_DATASET ENTRIES_
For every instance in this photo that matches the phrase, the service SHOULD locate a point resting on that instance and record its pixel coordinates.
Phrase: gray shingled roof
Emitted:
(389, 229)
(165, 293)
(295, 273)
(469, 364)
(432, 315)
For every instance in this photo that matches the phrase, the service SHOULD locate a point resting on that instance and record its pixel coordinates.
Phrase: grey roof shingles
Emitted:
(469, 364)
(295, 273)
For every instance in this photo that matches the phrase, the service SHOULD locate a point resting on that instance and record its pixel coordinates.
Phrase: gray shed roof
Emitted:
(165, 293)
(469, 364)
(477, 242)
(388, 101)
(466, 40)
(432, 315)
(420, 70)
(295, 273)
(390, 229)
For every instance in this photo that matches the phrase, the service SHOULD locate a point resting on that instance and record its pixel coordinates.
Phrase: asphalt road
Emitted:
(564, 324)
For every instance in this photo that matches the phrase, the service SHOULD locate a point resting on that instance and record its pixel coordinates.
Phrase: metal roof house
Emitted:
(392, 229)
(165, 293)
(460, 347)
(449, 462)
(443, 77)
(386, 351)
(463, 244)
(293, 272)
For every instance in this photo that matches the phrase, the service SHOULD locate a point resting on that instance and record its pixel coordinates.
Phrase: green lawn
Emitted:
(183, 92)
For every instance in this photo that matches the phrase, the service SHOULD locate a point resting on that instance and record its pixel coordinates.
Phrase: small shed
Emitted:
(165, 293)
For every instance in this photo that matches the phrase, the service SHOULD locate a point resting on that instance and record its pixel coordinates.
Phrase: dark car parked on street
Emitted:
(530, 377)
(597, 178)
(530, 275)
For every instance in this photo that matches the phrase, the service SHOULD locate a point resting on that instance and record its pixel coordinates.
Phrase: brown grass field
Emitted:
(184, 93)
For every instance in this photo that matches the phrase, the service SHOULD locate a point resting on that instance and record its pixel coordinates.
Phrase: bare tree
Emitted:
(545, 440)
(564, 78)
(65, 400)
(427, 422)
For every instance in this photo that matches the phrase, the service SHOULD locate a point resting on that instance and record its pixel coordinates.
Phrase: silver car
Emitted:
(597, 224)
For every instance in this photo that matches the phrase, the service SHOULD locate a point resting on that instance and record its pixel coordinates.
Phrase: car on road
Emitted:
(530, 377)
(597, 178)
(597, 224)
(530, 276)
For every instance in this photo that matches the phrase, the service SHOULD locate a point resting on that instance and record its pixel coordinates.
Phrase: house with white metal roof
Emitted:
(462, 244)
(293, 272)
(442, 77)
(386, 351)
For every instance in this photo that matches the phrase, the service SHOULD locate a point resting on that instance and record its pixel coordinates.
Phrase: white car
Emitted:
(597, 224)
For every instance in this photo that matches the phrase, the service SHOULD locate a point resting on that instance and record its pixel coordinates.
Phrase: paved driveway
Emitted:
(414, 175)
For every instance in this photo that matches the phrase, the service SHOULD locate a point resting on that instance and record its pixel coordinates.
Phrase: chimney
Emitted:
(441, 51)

_THE REQUEST_
Repeat every line of the data, exactly and in full.

_CORRECT ANSWER_
For every instance in this photo that matches the phrase, the service SHOULD locate a point resting on that instance and record its pixel coordinates.
Phrase: gray shingled roof
Emitted:
(389, 229)
(165, 293)
(295, 273)
(469, 364)
(432, 315)
For every instance in this photo that matches the phrase, the service SHOULD locate a point resting on that instance and record its pixel coordinates.
Phrase: grey roof shingles
Emitted:
(469, 364)
(295, 273)
For every instance in this photo that matches the phrase, the service SHOULD locate a point resting on that instance and record its pixel coordinates.
Phrase: gray shed roof
Emitted:
(165, 293)
(469, 364)
(477, 242)
(388, 101)
(466, 40)
(432, 315)
(420, 70)
(295, 273)
(390, 229)
For every instance in this photo that matches the phrase, the service SHOULD locate a point resting on that instance and record its pixel coordinates.
Phrase: asphalt road
Emitted:
(564, 324)
For every instance in this photo that matches the phrase, the service SHOULD locate a point resting on that instance and record its pixel coordinates.
Phrase: metal roof house
Emitted:
(392, 229)
(165, 293)
(460, 347)
(449, 462)
(443, 77)
(386, 351)
(463, 244)
(293, 272)
For every instance in this photo that matches the phrase, the service SHOULD locate a point resting on that instance and record its pixel coordinates.
Phrase: green lawn
Emitted:
(183, 92)
For every instance in this photo that matches the phrase, the service SHOULD locate a point resting on that instance and record its pixel coordinates.
Phrase: small shed
Emitted:
(165, 293)
For every instance in this photo that matches the phrase, the service SHOULD locate a point resting on that instance and record its pixel coordinates.
Phrase: dark car parked on street
Emitted:
(530, 377)
(597, 178)
(530, 275)
For every instance in this photo that matches the phrase, the service SHOULD locate a point resting on that instance and record its pixel coordinates.
Phrase: brown grass field
Emitted:
(184, 93)
For every instance in this photo that matches the phrase, the service SHOULD locate a point resting on that instance and record its pixel coordinates.
Phrase: bare tree
Emitted:
(545, 440)
(564, 78)
(65, 400)
(427, 422)
For every instance in this photo that matches the phrase, the service SHOULD locate a point resting on that instance and record its pixel coordinates.
Phrase: silver car
Emitted:
(597, 224)
For every instance in this photo that matches the phrase, the service SHOULD locate a point resting on that instance and record its pixel coordinates.
Phrase: car on road
Emitted:
(530, 377)
(597, 178)
(597, 224)
(530, 276)
For every instance in this photo that matches the phrase, the service SHOULD locate a point resting on that instance and record its pixel coordinates.
Phrase: house with white metal roof
Emitted:
(462, 244)
(293, 272)
(442, 77)
(386, 351)
For every instance in this photo that matches the phrase, the service SHOULD locate a point resting on that instance and record its pixel coordinates.
Phrase: white car
Emitted:
(597, 224)
For every instance in this photo that matches the phrase, the service SHOULD locate a point resting on that instance and record its pixel coordinates.
Phrase: paved driveway
Emitted:
(414, 175)
For every instance in this photo that matches the phrase, the service SHOULD locate a point resting on that instance and record its pixel coordinates.
Phrase: chimney
Emitted:
(441, 51)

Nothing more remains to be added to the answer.